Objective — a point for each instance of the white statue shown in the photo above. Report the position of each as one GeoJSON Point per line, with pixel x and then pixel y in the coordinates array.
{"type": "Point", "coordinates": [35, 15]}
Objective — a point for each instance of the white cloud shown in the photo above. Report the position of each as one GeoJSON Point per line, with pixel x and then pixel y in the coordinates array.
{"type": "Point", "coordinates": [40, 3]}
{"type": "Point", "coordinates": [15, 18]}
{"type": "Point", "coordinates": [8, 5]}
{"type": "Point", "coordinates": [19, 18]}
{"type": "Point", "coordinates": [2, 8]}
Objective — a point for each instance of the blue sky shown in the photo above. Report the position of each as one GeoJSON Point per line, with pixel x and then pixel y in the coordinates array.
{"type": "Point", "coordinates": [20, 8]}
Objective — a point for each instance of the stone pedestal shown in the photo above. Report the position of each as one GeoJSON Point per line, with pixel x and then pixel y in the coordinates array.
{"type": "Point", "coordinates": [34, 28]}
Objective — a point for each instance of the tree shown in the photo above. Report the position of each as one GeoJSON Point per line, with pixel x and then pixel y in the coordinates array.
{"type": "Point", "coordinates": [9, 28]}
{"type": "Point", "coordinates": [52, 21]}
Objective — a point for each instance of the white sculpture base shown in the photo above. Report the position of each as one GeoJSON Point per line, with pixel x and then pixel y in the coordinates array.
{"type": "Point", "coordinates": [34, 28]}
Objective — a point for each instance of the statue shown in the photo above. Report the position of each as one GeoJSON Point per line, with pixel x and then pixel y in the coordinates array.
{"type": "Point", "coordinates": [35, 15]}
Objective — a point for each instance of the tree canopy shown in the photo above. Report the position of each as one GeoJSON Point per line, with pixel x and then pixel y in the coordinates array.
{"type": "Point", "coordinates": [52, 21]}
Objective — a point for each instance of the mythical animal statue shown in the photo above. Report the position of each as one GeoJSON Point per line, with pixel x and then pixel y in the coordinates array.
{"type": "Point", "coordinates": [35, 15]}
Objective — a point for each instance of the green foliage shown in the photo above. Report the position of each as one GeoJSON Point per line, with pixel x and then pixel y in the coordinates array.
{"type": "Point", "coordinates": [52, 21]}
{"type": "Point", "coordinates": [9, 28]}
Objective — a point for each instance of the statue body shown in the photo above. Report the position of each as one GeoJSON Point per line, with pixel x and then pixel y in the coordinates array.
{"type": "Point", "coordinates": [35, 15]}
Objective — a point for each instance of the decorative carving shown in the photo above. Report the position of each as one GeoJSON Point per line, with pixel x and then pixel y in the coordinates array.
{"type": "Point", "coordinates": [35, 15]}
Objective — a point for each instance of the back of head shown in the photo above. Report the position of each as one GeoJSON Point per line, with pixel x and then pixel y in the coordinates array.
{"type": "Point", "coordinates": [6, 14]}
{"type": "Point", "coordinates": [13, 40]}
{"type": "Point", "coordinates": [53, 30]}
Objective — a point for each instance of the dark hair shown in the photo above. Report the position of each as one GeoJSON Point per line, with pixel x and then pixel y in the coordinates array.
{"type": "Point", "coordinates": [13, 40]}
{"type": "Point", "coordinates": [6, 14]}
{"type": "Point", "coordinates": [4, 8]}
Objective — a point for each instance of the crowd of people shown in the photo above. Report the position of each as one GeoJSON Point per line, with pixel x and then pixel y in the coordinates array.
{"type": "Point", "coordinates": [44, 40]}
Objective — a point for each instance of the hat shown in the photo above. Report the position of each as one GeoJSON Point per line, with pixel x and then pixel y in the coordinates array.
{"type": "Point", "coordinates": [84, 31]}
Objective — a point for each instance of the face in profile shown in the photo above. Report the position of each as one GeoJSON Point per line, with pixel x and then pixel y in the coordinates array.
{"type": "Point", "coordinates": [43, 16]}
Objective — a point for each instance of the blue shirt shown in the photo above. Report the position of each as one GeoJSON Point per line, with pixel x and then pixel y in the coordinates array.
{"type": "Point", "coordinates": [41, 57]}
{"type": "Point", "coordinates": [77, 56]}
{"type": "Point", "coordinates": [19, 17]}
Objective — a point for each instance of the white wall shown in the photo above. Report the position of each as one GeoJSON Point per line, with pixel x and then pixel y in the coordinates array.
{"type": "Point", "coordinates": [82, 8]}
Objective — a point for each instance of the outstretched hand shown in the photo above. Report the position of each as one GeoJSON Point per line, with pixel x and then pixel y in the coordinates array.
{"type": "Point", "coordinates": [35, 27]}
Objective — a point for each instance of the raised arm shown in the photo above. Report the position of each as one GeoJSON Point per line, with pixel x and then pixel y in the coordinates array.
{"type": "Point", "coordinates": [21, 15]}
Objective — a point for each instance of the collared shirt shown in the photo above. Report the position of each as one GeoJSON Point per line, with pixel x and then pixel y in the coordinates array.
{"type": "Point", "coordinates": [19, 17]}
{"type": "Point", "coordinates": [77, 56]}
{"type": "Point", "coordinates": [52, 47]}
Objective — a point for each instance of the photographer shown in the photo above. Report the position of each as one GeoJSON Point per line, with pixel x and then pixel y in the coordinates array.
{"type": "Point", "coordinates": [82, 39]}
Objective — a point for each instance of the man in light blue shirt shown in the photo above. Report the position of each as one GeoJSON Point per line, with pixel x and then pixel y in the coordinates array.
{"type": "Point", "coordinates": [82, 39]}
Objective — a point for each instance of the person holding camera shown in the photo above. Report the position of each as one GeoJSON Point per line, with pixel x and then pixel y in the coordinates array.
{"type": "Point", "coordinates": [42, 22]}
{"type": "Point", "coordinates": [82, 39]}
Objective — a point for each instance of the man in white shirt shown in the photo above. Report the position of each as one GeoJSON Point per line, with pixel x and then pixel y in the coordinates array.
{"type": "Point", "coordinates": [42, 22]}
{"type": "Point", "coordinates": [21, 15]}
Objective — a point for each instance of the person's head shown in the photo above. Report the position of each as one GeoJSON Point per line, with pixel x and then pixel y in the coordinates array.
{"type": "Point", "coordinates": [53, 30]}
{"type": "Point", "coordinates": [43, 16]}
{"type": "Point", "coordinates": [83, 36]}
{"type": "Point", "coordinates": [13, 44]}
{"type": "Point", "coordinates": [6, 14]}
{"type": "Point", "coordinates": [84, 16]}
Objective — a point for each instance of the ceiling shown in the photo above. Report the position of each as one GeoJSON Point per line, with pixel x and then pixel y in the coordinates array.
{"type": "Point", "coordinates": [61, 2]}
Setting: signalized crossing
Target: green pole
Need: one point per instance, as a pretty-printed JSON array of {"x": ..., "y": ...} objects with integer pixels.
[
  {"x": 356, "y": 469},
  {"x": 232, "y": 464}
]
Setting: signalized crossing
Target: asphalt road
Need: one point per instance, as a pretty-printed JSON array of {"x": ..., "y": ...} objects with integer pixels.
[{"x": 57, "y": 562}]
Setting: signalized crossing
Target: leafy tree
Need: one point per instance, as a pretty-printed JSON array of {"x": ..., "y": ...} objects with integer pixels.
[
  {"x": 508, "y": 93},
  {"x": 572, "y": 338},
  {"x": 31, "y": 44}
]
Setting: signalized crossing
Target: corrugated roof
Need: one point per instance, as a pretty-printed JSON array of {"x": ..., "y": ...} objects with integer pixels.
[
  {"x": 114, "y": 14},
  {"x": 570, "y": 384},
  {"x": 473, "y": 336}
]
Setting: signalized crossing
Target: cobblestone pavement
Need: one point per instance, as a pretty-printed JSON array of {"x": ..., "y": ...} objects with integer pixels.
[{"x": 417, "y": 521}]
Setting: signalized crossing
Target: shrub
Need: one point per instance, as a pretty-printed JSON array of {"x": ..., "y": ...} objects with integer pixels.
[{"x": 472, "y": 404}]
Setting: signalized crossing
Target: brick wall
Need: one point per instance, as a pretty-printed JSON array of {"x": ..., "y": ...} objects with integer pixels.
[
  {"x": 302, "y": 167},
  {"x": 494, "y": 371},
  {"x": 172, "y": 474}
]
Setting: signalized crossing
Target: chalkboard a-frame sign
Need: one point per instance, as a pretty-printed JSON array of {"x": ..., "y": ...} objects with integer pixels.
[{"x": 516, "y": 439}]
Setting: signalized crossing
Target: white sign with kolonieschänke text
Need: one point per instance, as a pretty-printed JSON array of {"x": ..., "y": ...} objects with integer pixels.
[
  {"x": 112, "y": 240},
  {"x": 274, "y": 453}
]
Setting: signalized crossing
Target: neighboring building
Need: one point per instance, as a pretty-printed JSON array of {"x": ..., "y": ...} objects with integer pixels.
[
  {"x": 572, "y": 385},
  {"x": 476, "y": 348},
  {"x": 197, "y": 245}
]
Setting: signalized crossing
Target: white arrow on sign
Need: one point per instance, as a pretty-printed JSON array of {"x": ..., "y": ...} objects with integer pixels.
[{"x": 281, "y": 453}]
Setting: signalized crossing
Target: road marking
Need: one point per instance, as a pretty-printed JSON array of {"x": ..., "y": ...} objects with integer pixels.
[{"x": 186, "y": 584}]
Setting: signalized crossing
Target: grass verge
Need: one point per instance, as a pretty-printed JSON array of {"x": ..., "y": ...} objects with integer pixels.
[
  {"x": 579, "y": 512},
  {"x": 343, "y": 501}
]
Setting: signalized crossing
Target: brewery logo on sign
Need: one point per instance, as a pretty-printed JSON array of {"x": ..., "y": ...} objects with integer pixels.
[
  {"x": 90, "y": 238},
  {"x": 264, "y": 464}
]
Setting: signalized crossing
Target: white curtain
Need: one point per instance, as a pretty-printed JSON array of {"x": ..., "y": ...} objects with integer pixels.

Task goal: How many lines in the records above contain the word "blue"? Reply with the number alone.

Correct output: 3